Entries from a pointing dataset

Begin

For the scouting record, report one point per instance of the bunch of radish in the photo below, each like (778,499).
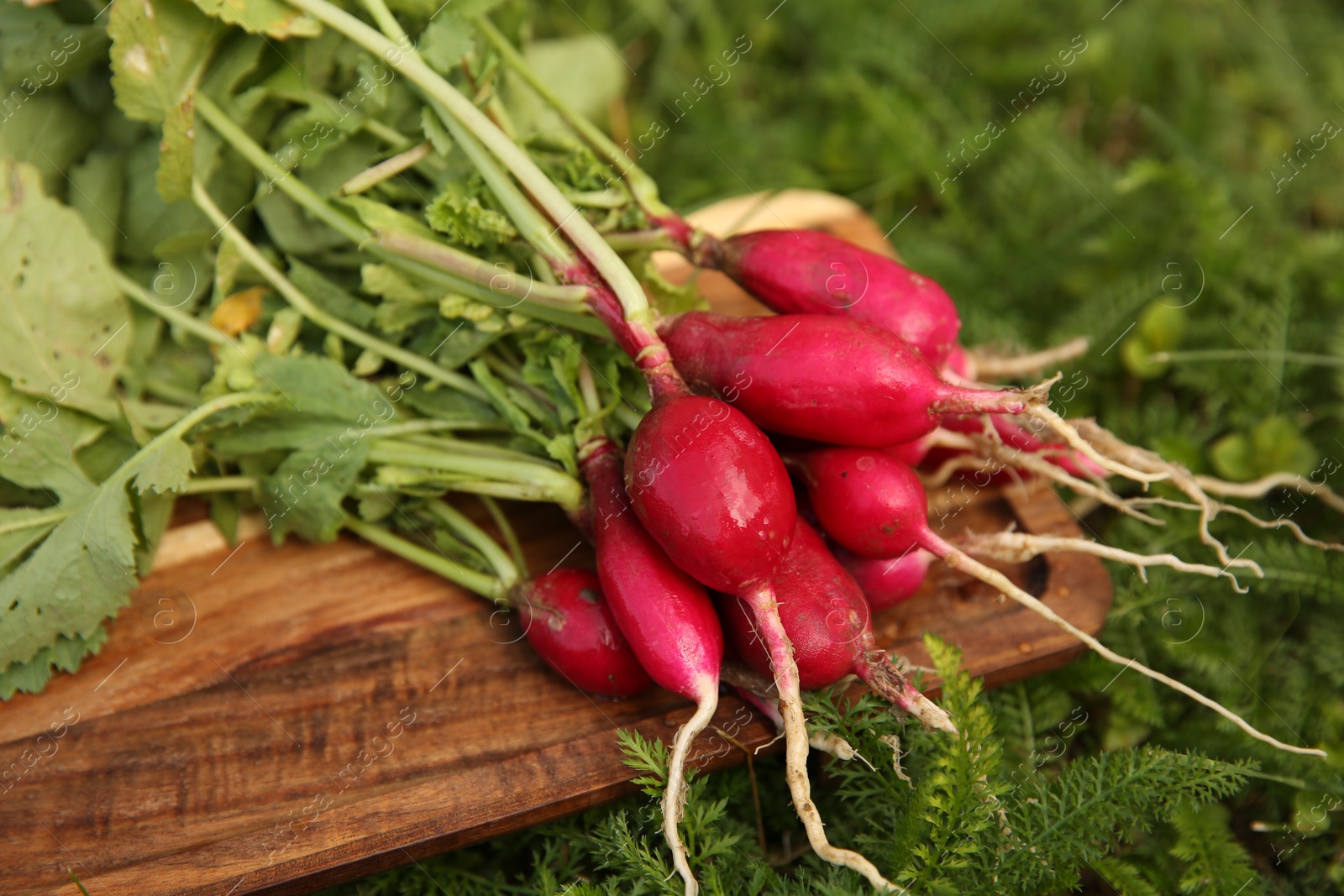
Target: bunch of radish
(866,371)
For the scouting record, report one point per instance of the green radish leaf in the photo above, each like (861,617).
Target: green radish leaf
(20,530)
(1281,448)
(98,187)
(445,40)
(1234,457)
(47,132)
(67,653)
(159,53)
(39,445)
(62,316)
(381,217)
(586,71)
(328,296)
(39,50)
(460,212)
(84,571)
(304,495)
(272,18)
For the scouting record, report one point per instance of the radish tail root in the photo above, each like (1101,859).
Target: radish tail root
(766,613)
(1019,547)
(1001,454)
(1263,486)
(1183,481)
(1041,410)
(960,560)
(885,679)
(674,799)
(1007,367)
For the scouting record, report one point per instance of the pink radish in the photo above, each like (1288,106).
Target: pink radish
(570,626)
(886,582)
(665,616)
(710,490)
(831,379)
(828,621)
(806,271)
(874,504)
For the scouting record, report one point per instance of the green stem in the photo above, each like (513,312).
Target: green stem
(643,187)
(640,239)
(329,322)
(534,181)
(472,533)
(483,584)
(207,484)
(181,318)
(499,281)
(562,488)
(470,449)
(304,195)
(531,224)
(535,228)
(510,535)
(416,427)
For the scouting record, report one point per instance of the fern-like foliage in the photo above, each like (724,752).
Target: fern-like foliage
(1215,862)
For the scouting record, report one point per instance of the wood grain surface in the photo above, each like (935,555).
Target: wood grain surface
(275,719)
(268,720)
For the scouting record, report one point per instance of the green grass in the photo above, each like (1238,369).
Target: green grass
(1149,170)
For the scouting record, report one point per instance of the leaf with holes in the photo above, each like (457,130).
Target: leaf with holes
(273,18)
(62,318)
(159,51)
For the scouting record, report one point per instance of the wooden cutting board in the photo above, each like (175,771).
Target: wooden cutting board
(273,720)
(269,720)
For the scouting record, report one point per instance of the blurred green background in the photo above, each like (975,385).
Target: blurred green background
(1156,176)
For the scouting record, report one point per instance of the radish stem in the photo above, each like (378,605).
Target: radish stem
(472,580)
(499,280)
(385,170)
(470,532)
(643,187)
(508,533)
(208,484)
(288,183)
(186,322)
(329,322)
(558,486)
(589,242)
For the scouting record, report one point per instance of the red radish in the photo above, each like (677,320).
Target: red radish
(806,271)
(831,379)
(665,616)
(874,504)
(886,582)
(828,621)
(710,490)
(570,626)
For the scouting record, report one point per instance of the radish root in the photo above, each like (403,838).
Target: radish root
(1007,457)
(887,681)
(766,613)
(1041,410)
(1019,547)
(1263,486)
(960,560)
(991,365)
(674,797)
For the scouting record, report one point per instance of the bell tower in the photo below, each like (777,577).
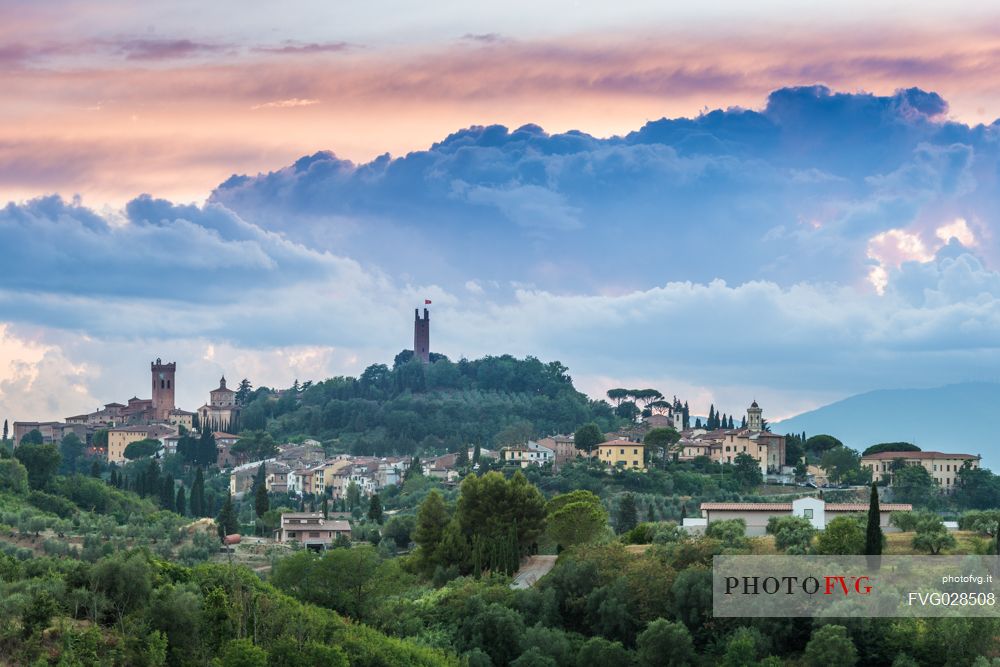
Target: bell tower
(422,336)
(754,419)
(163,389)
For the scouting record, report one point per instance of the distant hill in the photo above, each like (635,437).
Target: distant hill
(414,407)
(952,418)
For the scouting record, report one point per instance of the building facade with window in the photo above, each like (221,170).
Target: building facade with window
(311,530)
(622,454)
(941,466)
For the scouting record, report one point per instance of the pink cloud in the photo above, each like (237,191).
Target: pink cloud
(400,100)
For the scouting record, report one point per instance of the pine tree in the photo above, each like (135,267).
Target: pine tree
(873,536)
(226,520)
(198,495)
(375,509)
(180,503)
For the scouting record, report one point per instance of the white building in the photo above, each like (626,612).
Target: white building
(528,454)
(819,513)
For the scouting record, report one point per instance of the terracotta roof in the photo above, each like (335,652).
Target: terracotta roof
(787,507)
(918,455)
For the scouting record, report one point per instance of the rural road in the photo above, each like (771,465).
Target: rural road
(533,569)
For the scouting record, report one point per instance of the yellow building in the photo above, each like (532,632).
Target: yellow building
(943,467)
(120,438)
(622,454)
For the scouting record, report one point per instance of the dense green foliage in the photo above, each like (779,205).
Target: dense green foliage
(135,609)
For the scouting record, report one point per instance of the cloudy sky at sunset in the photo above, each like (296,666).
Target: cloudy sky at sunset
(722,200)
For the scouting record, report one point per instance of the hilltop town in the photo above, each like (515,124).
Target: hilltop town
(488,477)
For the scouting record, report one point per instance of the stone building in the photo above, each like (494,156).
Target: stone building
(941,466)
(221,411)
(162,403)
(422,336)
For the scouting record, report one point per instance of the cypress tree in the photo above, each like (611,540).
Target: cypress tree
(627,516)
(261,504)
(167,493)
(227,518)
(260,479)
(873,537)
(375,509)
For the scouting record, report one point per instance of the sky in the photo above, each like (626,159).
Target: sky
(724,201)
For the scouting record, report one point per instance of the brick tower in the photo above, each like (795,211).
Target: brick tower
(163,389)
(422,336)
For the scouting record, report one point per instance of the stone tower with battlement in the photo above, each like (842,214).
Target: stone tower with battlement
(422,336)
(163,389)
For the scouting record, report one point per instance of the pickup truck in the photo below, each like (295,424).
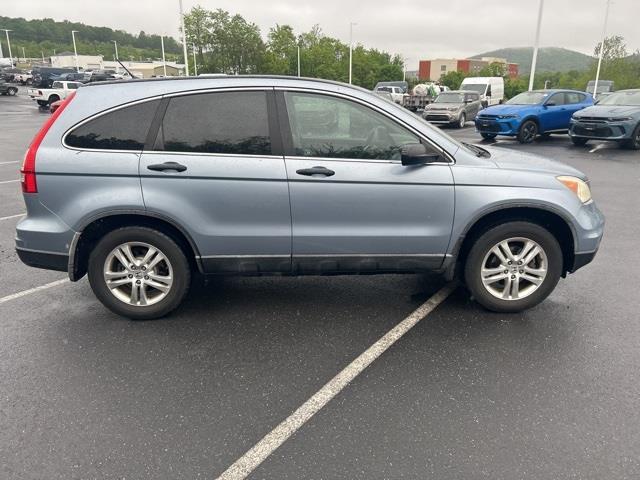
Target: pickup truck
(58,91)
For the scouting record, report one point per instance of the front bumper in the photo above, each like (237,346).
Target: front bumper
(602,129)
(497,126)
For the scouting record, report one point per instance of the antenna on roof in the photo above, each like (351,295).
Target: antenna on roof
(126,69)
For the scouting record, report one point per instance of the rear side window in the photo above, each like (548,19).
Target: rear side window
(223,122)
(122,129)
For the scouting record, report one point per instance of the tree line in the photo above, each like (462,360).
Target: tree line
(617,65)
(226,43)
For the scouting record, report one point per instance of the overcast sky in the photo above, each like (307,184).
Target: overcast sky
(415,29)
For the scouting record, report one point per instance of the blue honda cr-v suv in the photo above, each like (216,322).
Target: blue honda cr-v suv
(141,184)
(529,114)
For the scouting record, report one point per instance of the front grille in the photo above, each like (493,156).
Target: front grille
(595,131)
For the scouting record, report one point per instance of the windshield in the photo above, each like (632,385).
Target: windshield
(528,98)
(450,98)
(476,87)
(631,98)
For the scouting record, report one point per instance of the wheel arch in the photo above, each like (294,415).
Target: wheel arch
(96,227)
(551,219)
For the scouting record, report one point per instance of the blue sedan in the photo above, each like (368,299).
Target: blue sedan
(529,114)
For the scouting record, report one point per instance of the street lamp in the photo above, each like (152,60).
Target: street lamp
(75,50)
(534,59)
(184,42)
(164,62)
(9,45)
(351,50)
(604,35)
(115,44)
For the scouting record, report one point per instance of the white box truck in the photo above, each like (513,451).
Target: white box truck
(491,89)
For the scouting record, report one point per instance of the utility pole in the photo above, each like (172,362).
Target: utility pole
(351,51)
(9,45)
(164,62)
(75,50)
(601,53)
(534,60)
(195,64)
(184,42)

End
Begin

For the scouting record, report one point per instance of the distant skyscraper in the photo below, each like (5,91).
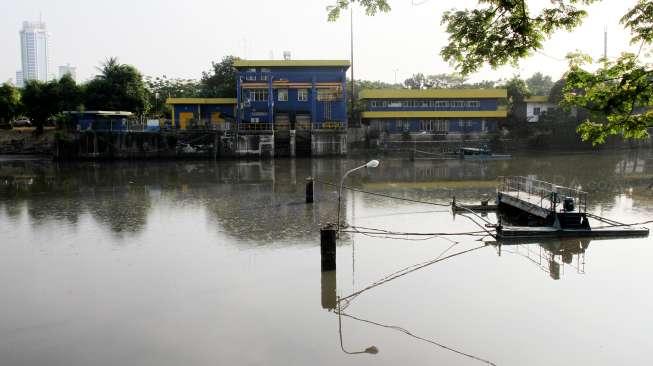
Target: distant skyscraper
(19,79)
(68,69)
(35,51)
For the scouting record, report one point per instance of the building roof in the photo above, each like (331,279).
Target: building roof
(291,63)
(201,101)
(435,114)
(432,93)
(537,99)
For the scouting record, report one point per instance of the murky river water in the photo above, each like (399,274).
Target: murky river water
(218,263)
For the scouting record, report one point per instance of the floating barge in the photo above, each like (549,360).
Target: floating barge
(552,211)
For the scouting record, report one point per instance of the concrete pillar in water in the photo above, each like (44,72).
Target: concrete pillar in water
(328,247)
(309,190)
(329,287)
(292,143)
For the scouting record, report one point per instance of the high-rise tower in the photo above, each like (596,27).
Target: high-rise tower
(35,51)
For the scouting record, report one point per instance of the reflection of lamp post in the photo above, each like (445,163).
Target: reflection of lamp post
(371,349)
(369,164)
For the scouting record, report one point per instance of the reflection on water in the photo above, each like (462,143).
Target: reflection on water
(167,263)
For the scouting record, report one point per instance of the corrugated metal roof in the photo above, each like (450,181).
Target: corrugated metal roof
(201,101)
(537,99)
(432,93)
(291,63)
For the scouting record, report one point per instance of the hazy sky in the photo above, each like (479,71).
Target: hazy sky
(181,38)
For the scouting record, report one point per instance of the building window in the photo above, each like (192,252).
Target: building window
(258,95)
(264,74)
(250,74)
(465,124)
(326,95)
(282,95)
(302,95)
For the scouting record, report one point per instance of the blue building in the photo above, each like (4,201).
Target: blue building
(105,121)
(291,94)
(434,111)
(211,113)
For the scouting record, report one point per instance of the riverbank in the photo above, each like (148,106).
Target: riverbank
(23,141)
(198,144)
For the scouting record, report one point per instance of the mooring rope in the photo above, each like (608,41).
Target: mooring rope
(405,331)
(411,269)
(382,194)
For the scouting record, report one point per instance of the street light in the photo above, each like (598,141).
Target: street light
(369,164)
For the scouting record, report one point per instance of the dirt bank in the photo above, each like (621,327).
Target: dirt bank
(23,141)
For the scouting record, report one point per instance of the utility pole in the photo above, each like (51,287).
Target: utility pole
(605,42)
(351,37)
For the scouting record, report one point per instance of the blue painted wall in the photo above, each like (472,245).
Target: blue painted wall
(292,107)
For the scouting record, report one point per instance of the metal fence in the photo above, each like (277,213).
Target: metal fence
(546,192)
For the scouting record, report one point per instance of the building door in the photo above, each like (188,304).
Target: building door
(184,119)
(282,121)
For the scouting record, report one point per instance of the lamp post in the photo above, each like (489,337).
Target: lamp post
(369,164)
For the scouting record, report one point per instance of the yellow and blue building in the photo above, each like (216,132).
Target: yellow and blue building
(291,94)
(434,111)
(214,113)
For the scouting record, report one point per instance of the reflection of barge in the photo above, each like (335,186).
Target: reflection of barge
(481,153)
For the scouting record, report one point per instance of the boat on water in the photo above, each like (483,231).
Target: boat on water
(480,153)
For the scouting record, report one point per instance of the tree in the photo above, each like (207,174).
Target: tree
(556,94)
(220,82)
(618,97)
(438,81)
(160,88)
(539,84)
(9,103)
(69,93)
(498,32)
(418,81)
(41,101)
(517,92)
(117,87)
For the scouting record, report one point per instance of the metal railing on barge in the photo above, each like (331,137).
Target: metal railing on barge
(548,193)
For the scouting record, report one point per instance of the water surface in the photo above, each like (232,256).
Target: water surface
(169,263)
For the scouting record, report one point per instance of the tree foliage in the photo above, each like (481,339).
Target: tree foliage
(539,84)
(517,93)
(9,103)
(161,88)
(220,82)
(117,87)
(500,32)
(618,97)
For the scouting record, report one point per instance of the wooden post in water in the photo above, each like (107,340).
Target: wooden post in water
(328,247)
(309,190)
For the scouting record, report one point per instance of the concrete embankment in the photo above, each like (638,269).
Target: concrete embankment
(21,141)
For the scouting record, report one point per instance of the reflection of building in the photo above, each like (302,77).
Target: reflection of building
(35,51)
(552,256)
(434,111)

End

_INSTRUCTIONS TO FOLLOW_:
Return every line of the records above that contains the word "railing", treating uppercase and lowercase as different.

_ANSWER TO THE EXERCISE_:
For the scouting record, report one point per instance of the metal railing on barge in the photo above, each like (331,137).
Target: metal railing on barge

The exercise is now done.